Reproduce all of the data below word for word.

|---|

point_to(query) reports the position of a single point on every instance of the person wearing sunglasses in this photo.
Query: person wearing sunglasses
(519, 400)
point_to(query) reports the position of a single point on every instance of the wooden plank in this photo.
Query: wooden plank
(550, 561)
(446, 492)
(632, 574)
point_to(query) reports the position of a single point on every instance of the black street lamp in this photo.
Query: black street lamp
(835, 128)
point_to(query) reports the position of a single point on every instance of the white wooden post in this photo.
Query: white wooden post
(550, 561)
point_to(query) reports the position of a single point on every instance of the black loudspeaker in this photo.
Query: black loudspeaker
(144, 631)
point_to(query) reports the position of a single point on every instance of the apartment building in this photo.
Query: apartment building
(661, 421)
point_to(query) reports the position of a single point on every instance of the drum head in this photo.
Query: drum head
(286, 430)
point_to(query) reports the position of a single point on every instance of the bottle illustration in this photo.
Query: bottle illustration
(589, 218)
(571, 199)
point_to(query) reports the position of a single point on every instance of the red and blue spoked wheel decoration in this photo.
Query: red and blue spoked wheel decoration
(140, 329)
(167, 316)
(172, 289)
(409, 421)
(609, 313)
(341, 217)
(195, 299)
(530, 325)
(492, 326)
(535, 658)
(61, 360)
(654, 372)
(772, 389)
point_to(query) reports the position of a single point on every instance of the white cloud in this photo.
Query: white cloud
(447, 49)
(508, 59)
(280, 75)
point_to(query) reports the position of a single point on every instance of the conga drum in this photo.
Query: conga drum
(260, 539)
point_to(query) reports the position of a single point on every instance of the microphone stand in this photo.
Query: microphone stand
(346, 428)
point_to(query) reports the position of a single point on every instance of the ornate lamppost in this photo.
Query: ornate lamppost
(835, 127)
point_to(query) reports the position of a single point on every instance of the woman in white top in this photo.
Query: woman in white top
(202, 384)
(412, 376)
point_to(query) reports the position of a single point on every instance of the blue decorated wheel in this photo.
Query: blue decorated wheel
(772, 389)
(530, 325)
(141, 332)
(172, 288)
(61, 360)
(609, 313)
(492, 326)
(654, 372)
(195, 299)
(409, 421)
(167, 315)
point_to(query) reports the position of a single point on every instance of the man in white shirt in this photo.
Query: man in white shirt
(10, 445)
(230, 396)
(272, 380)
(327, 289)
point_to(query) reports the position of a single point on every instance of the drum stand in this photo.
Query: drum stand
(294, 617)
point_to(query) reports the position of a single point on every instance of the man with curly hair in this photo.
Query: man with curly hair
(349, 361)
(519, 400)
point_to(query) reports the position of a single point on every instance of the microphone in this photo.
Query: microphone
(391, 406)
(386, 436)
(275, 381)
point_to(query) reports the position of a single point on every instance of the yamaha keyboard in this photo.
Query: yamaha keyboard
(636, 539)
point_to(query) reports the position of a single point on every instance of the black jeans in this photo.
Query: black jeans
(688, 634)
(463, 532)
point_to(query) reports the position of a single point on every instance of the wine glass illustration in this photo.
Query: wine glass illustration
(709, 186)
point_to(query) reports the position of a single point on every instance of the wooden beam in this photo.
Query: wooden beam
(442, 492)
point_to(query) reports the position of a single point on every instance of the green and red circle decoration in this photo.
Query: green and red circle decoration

|---|

## ANSWER TO THE TASK
point_to(query) reports the position of a single point on every instance of the person wearing sunglasses in this photo.
Query: person wearing sunglasses
(519, 400)
point_to(query) reports the position of a single point on every instance of the wooden plank in this photo.
Query: wooden plank
(550, 561)
(446, 492)
(632, 574)
point_to(query) reports the position of a single point on every instance of the black street lamp in this photo.
Query: black street lamp
(835, 128)
point_to(query) reports the position of a single point on every instance of the white wooden post in this photo.
Query: white wooden post
(550, 561)
point_to(query) reports the position of a single point on every instance of the black loudspeaker in this photo.
Query: black loudspeaker
(144, 631)
point_to(query) reports the position of a single point on every instance of the apartment building in this photo.
Query: apartment building
(661, 421)
point_to(query) reports the position of a single point on every instance of the drum head in this photo.
Query: drum head
(286, 430)
point_to(query) reports the position of a single point on every instance of the bottle illustration in this photo.
Query: bottle illustration
(589, 218)
(571, 199)
point_to(query) reports the position of a single point on every instance of the red and blue spoked wheel decoration in this photo.
Query: red and blue spoked wheel decoration
(140, 329)
(167, 316)
(172, 289)
(409, 421)
(609, 313)
(341, 217)
(195, 299)
(530, 325)
(492, 326)
(535, 658)
(61, 360)
(654, 372)
(772, 389)
point_to(query) reports the position of a single point on every instance of the white cloud in this photo.
Query: white cloud
(447, 49)
(508, 59)
(280, 75)
point_to(query) reports the position of a single point on every instance of the conga drum in this photo.
Query: conga drum
(260, 539)
point_to(query) reports the position of a single point on every instance of the microphone stand in this photo.
Query: microphone stand
(346, 428)
point_to(query) reports the position of a single point on every instance of the ornate lamppost in this photo.
Query: ornate lamppost
(835, 127)
point_to(query) reports the position of a single point on every instance of the woman in white top in this photo.
Query: woman in white top
(202, 384)
(412, 376)
point_to(query) reports the position of a single point on every instance of the blue decorated wheel in this photo.
Query: blue decorated wheel
(772, 389)
(530, 325)
(141, 332)
(172, 288)
(61, 360)
(609, 313)
(492, 326)
(654, 372)
(195, 299)
(409, 421)
(167, 315)
point_to(query) reports the position of a single point on every instance of the man in white shirt in this photo.
Query: man in white shirt
(10, 445)
(230, 396)
(272, 380)
(327, 289)
point_to(query) reports the position of a single point on every instance of the drum stand in this photo.
Query: drum stand
(294, 617)
point_to(query) reports the position of a single point on every instance of the man with curly hair in this photo.
Query: man with curly hair
(349, 361)
(519, 400)
point_to(query) reports the position of a single point on every instance of the microphone in this photo.
Query: microphone
(391, 406)
(386, 436)
(275, 381)
point_to(query) reports the position of a single point on every instance of the yamaha keyboard in this photo.
Query: yamaha keyboard
(636, 539)
point_to(query) reports the position of a single point on every instance of the black jeans in this photo.
Query: black jeans
(688, 634)
(463, 532)
point_to(query) reports the position of a single point on every instance of the wine glass illustration in this photo.
Query: wine glass illustration
(709, 186)
point_to(query) reports the position of a single point on every instance of the wooden beam in this photo.
Query: wooden beam
(442, 492)
point_to(query) reports the position of a single point on every instance of the green and red circle decoration in this photo.
Query: green and red circle decoration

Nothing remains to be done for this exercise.